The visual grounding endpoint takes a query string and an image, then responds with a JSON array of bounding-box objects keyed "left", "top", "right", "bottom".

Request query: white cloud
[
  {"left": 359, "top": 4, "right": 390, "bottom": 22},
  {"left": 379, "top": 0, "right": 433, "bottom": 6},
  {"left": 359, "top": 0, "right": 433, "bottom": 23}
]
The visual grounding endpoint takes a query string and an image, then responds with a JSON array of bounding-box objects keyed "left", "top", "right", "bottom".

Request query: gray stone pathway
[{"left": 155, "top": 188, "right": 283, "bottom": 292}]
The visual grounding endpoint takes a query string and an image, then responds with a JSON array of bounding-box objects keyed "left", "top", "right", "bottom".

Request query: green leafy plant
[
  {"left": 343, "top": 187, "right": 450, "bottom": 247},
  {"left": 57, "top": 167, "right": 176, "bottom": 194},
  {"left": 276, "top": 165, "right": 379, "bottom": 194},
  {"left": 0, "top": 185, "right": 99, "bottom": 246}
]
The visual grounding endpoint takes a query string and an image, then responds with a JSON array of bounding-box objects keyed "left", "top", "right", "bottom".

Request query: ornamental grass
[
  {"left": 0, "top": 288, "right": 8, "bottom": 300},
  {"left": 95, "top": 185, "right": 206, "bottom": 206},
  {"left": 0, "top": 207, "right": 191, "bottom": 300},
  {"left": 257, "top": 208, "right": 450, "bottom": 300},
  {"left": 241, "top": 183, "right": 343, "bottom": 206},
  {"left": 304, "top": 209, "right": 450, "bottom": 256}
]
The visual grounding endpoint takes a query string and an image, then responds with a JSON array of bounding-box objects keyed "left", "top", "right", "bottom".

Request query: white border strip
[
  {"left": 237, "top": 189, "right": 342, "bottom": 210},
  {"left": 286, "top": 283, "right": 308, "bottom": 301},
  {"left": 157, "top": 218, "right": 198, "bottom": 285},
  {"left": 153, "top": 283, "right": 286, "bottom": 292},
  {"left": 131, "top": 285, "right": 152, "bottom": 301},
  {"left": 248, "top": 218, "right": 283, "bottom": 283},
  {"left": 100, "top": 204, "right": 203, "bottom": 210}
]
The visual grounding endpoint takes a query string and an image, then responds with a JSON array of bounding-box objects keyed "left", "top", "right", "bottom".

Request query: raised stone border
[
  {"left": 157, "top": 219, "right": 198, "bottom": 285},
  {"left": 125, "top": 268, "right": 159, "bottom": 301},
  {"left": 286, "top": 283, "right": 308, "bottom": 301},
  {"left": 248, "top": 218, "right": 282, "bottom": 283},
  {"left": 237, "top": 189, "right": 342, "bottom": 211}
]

— DESCRIPTION OF THE TASK —
Your task is to extract all of the records exactly.

— WRITTEN ANSWER —
The visual grounding endpoint takes a query string and an image, then responds with a JSON array of bounding-box objects keyed "left", "top", "right", "bottom".

Request query: white cloud
[
  {"left": 359, "top": 4, "right": 390, "bottom": 22},
  {"left": 379, "top": 0, "right": 433, "bottom": 6},
  {"left": 359, "top": 0, "right": 433, "bottom": 23}
]
The visual grounding endpoint takes a query string and an image, then responds with a JSON array of bounding-box objects keyed "left", "top", "right", "bottom".

Request query: gray stone pathway
[{"left": 155, "top": 188, "right": 283, "bottom": 292}]
The visual grounding endpoint takes a query string and an image, then responds with a JSON array of bounding-box objects keyed "left", "top", "right", "bottom".

Request query: green leafy plant
[
  {"left": 343, "top": 187, "right": 450, "bottom": 247},
  {"left": 57, "top": 167, "right": 176, "bottom": 194},
  {"left": 276, "top": 165, "right": 379, "bottom": 194},
  {"left": 0, "top": 185, "right": 99, "bottom": 246}
]
The visual grounding endpoint takes a query string and an image, then responds with a JSON array of bounding-box objects keyed "left", "top", "right", "bottom".

Request query: ornamental grass
[
  {"left": 0, "top": 288, "right": 8, "bottom": 300},
  {"left": 95, "top": 185, "right": 206, "bottom": 206},
  {"left": 0, "top": 207, "right": 191, "bottom": 300},
  {"left": 257, "top": 208, "right": 450, "bottom": 300},
  {"left": 241, "top": 183, "right": 343, "bottom": 206},
  {"left": 304, "top": 209, "right": 450, "bottom": 256}
]
The visual grounding endpoint takes a query string and an image, then responds with a JSON array of bounding-box objects keyed "left", "top", "right", "bottom".

Request query: white border strip
[
  {"left": 237, "top": 189, "right": 342, "bottom": 210},
  {"left": 286, "top": 283, "right": 308, "bottom": 301},
  {"left": 157, "top": 218, "right": 198, "bottom": 285},
  {"left": 153, "top": 283, "right": 286, "bottom": 292},
  {"left": 131, "top": 285, "right": 152, "bottom": 301},
  {"left": 248, "top": 218, "right": 283, "bottom": 283},
  {"left": 100, "top": 204, "right": 203, "bottom": 210}
]
The visual grounding endpoint takes a query string and an image, then responds with a JSON array of bounding-box objects keyed "left", "top", "right", "bottom".

Request query: raised stone border
[
  {"left": 157, "top": 219, "right": 198, "bottom": 285},
  {"left": 125, "top": 268, "right": 159, "bottom": 301},
  {"left": 286, "top": 283, "right": 308, "bottom": 301},
  {"left": 248, "top": 218, "right": 282, "bottom": 283},
  {"left": 237, "top": 189, "right": 342, "bottom": 211}
]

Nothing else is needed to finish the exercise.